_GIVEN PASSAGE_

High Priests of RNA Assemble: Five Days of Science & Magic in Krakow
Last month I had the opportunity to attend the RNA Society Meeting in Krakow to present a poster on iMaps, the data repository and analysis tool for RNA-protein binding—as measured by CLIP-seq— Genialis has been working on this past year.
After months of managing people and projects, I was looking forward to immersing myself in science once again. The phenomenal lineup of speakers featured keynote lectures by the likes of Phillip Sharp, Nobel Laureate, entrepreneur & grandpa extraordinaire. I was also excited to highlight some of Genialis’ tangible contributions to the field after years of hard work. The future of RNA in biomedicine looks promising, and I’m proud to help forge the path ahead!
Set in the palatial backdrop of the Wawel Castle, the talks at the conference covered everything from novel sequencing technologies to RNA vaccines with surprising twists on conventional topics (think ribosomes). I wish I could cover it all, but for now I’ve highlighted topics I found most interesting below. Technical details aside, what I hope to convey most is the magic of biology and the science of what’s possible. While I’m still digesting the avalanche of information, a game-changing realisation that has slowly crept into our collective consciousness rings loudest: RNA always operates in tandem with proteins, and this interplay presents exciting new opportunities (and challenges!) for precision therapeutics.
The first day started out with a keynote lecture from the venerable Dr. Phillip Sharp. His talk, entitled “RNA Biology in Gene Regulation”, discussed “molecular condensates”. He contends membrane-less bodies in cells have the properties of liquids and are likely formed through phase transitions mediated by weak multivalent interactions. It turns out super enhancers are also transient, membrane-less condensates. In this way, transcription further controls translation, opening up an entirely new dimension for pharmacological intervention. Learn how – and you get a billion-dollar drug as a reward. Learn why – and you get a glimpse of God.
Dr. Sharp does not for a moment believe the rapid fusions and fissions of these condensates is an arbitrary event guided by brownian motion, oh no, these must be regulated by agents yet unknown. Feel the excitement yet?

_TASK SET_
[1] According to the Krakow conference write-up, what was the title of Phillip Sharp's keynote lecture?
[2] Reproduce the Krakow conference write-up from "High Priests of" up to and including "the path ahead!".
[3] Proceed with the Krakow conference write-up from the point where it stops.

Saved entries
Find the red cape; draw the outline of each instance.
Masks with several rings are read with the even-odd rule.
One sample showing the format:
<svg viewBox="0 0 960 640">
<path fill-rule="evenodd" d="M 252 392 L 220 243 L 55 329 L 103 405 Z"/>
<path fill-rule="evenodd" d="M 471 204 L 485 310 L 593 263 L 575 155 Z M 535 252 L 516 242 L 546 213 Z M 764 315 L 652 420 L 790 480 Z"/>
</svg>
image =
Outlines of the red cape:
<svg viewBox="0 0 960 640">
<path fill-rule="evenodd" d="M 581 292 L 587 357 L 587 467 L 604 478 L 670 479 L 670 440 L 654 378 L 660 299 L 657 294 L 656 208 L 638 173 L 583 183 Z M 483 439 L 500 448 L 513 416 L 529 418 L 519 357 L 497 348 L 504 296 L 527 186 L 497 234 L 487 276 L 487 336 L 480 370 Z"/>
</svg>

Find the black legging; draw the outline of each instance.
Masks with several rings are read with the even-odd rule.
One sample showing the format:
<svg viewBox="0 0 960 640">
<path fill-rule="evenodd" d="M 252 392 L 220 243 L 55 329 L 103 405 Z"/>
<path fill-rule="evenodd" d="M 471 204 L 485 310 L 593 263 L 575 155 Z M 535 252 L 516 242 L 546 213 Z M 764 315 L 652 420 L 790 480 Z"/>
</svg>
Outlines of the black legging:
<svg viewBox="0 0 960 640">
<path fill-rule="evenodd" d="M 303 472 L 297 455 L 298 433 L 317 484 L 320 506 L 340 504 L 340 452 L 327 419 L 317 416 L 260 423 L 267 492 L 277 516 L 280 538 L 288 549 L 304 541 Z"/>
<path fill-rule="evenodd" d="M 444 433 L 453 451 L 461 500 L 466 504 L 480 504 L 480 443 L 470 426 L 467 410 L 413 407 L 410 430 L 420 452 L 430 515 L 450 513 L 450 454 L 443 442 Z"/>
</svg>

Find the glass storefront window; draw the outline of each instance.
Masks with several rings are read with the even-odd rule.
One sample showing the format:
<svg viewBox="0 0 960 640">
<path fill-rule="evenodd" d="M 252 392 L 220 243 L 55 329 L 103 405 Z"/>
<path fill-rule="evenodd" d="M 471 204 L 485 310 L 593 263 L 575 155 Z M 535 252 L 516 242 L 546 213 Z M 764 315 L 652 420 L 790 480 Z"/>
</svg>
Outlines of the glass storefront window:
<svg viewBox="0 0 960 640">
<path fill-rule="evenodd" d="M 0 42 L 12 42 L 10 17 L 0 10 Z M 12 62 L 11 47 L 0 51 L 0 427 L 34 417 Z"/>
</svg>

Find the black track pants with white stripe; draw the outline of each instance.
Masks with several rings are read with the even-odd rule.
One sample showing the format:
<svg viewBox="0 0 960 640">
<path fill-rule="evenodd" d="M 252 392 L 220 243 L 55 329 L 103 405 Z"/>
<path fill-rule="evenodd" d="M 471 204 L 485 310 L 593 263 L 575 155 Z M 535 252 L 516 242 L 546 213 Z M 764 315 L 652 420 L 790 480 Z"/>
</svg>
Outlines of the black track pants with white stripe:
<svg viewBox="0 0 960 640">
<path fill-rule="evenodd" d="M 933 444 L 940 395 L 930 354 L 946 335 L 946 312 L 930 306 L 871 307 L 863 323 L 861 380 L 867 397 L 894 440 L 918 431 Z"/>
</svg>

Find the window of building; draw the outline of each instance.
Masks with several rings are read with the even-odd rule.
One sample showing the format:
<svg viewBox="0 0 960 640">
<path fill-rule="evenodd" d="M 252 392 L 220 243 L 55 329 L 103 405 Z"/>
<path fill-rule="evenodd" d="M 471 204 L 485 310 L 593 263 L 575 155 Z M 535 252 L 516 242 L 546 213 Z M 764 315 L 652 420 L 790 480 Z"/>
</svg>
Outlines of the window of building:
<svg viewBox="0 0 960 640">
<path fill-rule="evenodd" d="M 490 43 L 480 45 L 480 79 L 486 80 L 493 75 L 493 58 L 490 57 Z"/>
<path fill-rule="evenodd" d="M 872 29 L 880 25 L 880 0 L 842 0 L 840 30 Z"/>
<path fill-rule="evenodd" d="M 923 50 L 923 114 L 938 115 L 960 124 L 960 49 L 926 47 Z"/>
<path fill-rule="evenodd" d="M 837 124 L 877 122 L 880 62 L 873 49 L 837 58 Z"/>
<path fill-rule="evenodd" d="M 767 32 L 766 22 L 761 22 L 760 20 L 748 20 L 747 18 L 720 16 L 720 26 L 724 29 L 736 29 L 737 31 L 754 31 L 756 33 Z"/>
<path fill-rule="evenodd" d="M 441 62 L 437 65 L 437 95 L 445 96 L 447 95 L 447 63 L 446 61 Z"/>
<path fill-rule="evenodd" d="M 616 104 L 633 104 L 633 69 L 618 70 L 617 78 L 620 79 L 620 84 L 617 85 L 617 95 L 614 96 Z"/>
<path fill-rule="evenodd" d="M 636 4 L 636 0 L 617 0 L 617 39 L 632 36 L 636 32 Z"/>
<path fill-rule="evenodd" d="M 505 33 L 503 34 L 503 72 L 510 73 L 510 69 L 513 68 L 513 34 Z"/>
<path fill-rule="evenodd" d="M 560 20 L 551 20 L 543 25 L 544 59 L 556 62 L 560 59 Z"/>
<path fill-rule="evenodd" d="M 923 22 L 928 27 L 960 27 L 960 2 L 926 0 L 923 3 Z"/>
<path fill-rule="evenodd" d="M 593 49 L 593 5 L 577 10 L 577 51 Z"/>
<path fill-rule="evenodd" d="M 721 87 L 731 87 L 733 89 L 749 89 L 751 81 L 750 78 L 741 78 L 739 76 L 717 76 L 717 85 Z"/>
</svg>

_ANSWERS FOR THIS EXERCISE_
[1] "RNA Biology in Gene Regulation"

[2]
High Priests of RNA Assemble: Five Days of Science & Magic in Krakow
Last month I had the opportunity to attend the RNA Society Meeting in Krakow to present a poster on iMaps, the data repository and analysis tool for RNA-protein binding—as measured by CLIP-seq— Genialis has been working on this past year.
After months of managing people and projects, I was looking forward to immersing myself in science once again. The phenomenal lineup of speakers featured keynote lectures by the likes of Phillip Sharp, Nobel Laureate, entrepreneur & grandpa extraordinaire. I was also excited to highlight some of Genialis’ tangible contributions to the field after years of hard work. The future of RNA in biomedicine looks promising, and I’m proud to help forge the path ahead!

[3]
The day ended with a moving piano concert, giving me a chance to cool off and take it all in. Chopin’s Mazurkas embody life and its ups and downs in full color and all three dimensions. I wonder if they’d let me put a piano in the break room…
The second day was a lot of “molecular” and very little “biology”. Structural biology has its merits, of course, but one can only digest so many 3D structures in a day. Nonetheless, I soldiered on and learned DNA binding proteins bind RNA, often very promiscuously and with even greater affinity than DNA. This unsurprisingly has profound effects on regulation and phenotype. Further, virtually all non-coding RNA operates with RNA-binding proteins (RNP complexes). Some went so far as to suggest the RNA Society should be renamed to RNP Society. Blasphemy, obviously. (I overheard some of the youngsters discussing this idea once the old guys went to bed).
Another particularly fascinating area of research is “arm switching” in micro RNAs – a phenomenon in which either part of an RNA hairpin is used to interact with other moieties. Uridylation and adenylation appear to play a major role, so it is likely a tightly regulated process that may play a crucial role in disease.
Towards the end of the day, I had a chance to take a solo hike along the Vistula river and cool down under the arches of Saints Peter and Paul Church in downtown Krakow. Finding myself surrounded by statues of the pope, impossible large churches and the grandeur of Wawel Royal Castle, it’s hard not to get carried away. I ended the day with quiet contemplation, marveling at a great mystery of RNA, life and god(s).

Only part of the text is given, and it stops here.